● What this task involves: Using the passage on early access to super funds, mark each statement yes or no and quote the words that decide it: (a) super funds are meant to be accessed around retirement, on reaching preservation age; (b) money taken from super early is taxed additionally; (c) the eased access for limited withdrawal is meant to relieve financial burdens from unemployment or reduced income during the COVID-19 pandemic.

● Exercise text:
==*==
The super funds are intended to be accessed around the time of our retirement – upon reaching our preservation age. However, there are instances when we may require premature access to our super.

Now, this is even easier for amounts up to 20.000, as mentioned above.  Again it is best to use specialized consultants who can help us best decide what is best for us.

Tapping our super savings carries with it some advantages and some disadvantages, which we need to be aware of:

Advantages

We Have Readily Available Financial Support, Just When We Need It

We lost our job or suffered an income cut – access to our super can provide a quick fix.

The eased access for limited withdrawal from our super fund currently intends to relieve some of the financial burdens which we may be experiencing due to unemployment or reduced income during the COVID-19 pandemic.

AUD 20,000 could be actually life-saving for us.

The Money We Withdraw Will Not Be Taxed

The super funds enjoy a lower taxation regime, compared to other savings outside the super. Any withdrawals from your super, be it early or regular, will not be taxed additionally.
==*==
● Supplied material:
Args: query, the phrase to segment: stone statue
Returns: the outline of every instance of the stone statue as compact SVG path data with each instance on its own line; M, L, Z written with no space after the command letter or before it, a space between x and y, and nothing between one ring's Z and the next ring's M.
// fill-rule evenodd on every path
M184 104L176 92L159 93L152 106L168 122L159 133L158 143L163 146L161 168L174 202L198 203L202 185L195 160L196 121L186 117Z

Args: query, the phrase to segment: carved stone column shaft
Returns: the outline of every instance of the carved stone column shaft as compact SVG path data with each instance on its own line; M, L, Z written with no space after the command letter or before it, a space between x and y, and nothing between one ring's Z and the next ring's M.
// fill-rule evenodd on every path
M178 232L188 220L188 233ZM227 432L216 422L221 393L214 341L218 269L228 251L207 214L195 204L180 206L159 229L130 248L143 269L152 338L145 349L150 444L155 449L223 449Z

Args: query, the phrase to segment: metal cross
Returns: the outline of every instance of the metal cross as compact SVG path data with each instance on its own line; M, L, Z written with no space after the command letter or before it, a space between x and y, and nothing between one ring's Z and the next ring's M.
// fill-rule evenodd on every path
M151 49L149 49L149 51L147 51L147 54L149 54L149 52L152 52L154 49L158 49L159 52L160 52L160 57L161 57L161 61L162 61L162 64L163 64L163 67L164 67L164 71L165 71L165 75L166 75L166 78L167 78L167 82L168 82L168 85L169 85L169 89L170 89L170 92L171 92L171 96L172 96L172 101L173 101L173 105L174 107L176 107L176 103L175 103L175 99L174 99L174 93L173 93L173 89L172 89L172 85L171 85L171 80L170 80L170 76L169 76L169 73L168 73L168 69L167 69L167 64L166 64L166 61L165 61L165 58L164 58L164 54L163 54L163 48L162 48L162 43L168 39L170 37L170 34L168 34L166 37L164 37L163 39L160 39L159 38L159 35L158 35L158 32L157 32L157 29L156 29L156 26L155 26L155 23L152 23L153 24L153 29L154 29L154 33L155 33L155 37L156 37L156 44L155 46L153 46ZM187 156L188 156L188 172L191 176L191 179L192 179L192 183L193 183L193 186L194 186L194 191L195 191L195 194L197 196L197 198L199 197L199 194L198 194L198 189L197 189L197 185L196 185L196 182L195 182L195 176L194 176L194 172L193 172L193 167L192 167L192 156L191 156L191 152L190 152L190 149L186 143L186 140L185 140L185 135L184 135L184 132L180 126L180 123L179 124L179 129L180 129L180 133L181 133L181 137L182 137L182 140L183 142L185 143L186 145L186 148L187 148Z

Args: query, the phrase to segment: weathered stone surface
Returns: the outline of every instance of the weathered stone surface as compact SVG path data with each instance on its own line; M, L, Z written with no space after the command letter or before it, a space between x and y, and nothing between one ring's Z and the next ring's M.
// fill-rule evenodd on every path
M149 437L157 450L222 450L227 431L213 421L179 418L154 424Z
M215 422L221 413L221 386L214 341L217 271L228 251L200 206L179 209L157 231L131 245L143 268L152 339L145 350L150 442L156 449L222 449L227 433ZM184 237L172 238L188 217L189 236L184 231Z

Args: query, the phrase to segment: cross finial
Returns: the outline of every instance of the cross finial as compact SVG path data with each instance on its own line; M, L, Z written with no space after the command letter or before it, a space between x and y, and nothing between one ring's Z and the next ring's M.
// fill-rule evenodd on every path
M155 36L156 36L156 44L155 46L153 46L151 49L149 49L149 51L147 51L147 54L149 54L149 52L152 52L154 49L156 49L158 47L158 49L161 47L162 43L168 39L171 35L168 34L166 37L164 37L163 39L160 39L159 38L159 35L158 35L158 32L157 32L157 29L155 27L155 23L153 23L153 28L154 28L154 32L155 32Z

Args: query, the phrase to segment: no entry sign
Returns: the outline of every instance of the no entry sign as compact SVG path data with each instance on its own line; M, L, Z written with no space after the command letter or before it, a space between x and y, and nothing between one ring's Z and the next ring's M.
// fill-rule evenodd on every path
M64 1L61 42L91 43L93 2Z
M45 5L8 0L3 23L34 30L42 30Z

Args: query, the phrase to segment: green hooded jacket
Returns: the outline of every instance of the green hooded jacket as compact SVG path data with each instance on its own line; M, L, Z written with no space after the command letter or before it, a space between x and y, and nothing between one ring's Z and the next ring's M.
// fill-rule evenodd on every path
==*==
● Written solution:
(a) Yes: "The super funds are intended to be accessed around the time of our retirement – upon reaching our preservation age."
(b) No: "Any withdrawals from your super, be it early or regular, will not be taxed additionally."
(c) Yes: "The eased access for limited withdrawal from our super fund currently intends to relieve some of the financial burdens which we may be experiencing due to unemployment or reduced income during the COVID-19 pandemic."